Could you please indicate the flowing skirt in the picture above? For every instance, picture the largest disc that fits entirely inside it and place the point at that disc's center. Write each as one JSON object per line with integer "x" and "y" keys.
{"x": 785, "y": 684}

---

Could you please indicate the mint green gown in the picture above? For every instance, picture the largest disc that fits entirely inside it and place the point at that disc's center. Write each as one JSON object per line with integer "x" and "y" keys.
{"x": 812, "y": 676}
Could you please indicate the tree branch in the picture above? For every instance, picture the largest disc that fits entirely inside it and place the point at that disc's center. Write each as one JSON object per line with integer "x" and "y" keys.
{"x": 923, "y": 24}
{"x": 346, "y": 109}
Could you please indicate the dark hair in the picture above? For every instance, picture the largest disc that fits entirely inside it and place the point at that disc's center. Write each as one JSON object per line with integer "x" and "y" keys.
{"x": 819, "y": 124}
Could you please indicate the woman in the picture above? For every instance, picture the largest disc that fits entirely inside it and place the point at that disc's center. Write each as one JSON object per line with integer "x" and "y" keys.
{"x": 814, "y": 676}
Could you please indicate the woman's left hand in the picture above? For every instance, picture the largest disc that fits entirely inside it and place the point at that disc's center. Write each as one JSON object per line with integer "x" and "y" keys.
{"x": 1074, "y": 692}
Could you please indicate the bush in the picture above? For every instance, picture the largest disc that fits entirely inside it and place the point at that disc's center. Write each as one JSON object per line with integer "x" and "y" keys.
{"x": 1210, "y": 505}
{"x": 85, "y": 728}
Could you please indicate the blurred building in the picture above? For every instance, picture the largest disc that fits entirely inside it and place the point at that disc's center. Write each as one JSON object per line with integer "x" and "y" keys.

--

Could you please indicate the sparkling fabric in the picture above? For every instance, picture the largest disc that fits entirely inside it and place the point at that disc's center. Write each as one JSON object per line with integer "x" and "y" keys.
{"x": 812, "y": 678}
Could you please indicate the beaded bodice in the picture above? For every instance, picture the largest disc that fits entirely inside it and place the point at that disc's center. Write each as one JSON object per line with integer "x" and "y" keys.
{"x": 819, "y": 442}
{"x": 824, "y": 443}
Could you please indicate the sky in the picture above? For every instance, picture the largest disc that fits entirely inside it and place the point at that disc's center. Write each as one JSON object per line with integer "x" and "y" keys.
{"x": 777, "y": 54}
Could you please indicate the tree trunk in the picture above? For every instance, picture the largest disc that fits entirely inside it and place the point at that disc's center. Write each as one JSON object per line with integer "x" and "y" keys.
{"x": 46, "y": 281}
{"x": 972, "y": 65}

▶ _What you have to do_: Output as a numbered list the lines starting at the one that contains "Could you please indicate the bush" and ending at the one that contains "Could you please indicate the blurred", with any blank lines left out.

▶ _Output of the task_:
1. Could you please indicate the bush in the picture above? For every instance, picture the largest disc that fits entirely inside it and place the point at that disc's center. Write each as one JSON object per line with integer "x" and "y" keys.
2. {"x": 1210, "y": 505}
3. {"x": 85, "y": 728}
4. Could you please indicate the blurred building in the picture above? For every instance, picture the largest disc that fits entirely inside it and place the point at that disc's center. Write each as one JSON object per line with integer "x" and "y" keys.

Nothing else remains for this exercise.